Problem requirements
Collect every line of the records that contains the string "reflection".

Exercise input

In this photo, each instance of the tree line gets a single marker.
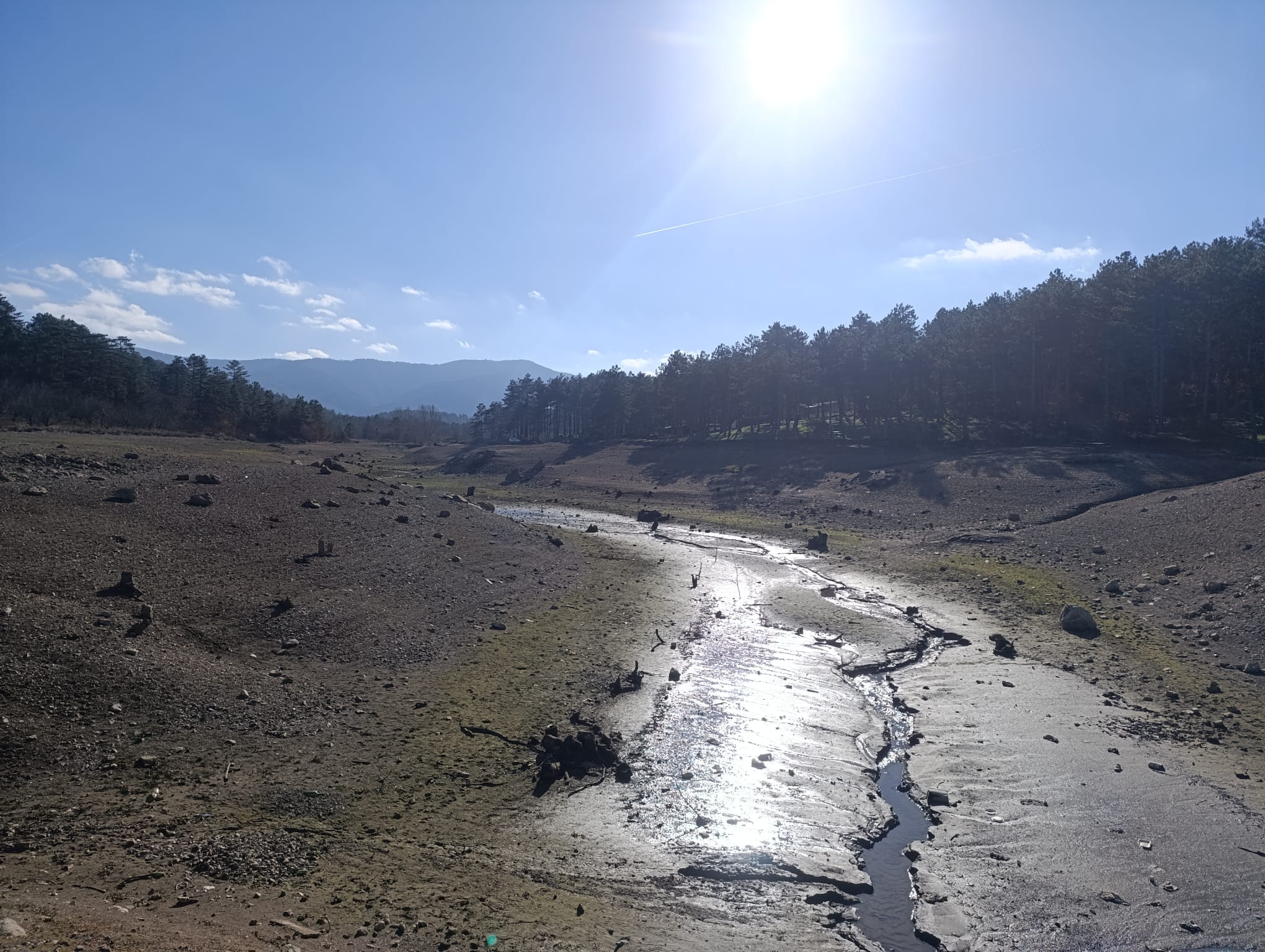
(1173, 344)
(56, 371)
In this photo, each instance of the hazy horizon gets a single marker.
(428, 183)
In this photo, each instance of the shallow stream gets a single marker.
(763, 747)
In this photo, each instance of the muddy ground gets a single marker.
(337, 785)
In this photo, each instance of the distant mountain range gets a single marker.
(365, 387)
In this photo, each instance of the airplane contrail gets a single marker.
(835, 192)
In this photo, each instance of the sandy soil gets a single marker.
(342, 795)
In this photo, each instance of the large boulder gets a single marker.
(1078, 621)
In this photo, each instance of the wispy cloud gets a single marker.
(56, 272)
(107, 268)
(20, 289)
(167, 282)
(344, 324)
(310, 353)
(326, 301)
(280, 284)
(1000, 249)
(104, 311)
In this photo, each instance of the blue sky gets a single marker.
(439, 181)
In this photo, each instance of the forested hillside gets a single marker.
(56, 371)
(1172, 344)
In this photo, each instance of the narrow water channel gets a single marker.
(730, 701)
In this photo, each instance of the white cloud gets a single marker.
(105, 312)
(303, 355)
(281, 284)
(56, 272)
(1000, 249)
(342, 324)
(107, 268)
(326, 301)
(20, 289)
(167, 282)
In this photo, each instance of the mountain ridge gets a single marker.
(366, 386)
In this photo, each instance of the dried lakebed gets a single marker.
(773, 774)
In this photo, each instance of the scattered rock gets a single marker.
(11, 930)
(1078, 621)
(1002, 645)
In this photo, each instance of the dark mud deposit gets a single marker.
(781, 700)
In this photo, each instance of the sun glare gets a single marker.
(794, 50)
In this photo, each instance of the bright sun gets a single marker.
(794, 50)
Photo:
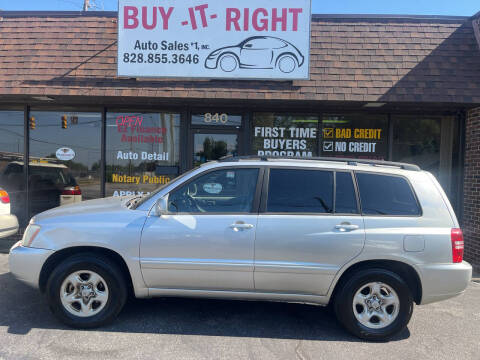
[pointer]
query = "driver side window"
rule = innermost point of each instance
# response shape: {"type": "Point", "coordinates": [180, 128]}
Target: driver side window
{"type": "Point", "coordinates": [220, 191]}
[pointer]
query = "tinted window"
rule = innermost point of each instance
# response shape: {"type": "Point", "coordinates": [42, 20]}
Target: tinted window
{"type": "Point", "coordinates": [345, 199]}
{"type": "Point", "coordinates": [386, 195]}
{"type": "Point", "coordinates": [300, 191]}
{"type": "Point", "coordinates": [222, 191]}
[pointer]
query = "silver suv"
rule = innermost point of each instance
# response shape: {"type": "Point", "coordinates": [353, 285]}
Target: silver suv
{"type": "Point", "coordinates": [371, 238]}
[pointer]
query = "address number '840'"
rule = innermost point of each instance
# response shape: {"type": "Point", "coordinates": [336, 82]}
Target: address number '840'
{"type": "Point", "coordinates": [215, 118]}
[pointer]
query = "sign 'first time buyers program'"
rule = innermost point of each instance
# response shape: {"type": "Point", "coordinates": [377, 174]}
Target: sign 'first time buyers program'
{"type": "Point", "coordinates": [240, 39]}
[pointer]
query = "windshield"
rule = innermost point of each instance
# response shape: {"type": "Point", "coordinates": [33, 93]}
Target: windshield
{"type": "Point", "coordinates": [144, 198]}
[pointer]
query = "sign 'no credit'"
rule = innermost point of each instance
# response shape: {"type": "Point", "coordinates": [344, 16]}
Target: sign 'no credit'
{"type": "Point", "coordinates": [240, 39]}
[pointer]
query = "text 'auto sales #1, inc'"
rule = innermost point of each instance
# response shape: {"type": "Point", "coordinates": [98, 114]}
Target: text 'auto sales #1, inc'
{"type": "Point", "coordinates": [239, 39]}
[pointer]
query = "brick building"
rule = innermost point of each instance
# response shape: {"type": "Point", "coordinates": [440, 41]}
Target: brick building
{"type": "Point", "coordinates": [415, 80]}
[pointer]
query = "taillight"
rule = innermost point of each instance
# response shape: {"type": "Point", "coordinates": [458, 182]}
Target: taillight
{"type": "Point", "coordinates": [73, 190]}
{"type": "Point", "coordinates": [4, 198]}
{"type": "Point", "coordinates": [457, 245]}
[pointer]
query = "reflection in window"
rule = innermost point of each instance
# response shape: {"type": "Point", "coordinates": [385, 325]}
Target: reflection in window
{"type": "Point", "coordinates": [11, 161]}
{"type": "Point", "coordinates": [143, 151]}
{"type": "Point", "coordinates": [65, 158]}
{"type": "Point", "coordinates": [417, 141]}
{"type": "Point", "coordinates": [386, 195]}
{"type": "Point", "coordinates": [300, 191]}
{"type": "Point", "coordinates": [208, 147]}
{"type": "Point", "coordinates": [222, 191]}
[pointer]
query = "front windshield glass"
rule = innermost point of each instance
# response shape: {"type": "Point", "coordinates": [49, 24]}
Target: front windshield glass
{"type": "Point", "coordinates": [144, 198]}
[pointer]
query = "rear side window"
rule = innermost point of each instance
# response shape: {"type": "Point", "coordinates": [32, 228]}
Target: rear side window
{"type": "Point", "coordinates": [300, 191]}
{"type": "Point", "coordinates": [345, 198]}
{"type": "Point", "coordinates": [386, 195]}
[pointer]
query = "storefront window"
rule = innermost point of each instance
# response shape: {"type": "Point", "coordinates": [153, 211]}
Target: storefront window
{"type": "Point", "coordinates": [285, 135]}
{"type": "Point", "coordinates": [355, 136]}
{"type": "Point", "coordinates": [417, 140]}
{"type": "Point", "coordinates": [11, 160]}
{"type": "Point", "coordinates": [143, 151]}
{"type": "Point", "coordinates": [64, 158]}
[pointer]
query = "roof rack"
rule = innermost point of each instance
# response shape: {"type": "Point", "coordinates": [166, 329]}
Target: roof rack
{"type": "Point", "coordinates": [351, 162]}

Response to the exercise
query = "reflection in window"
Target: reflection in window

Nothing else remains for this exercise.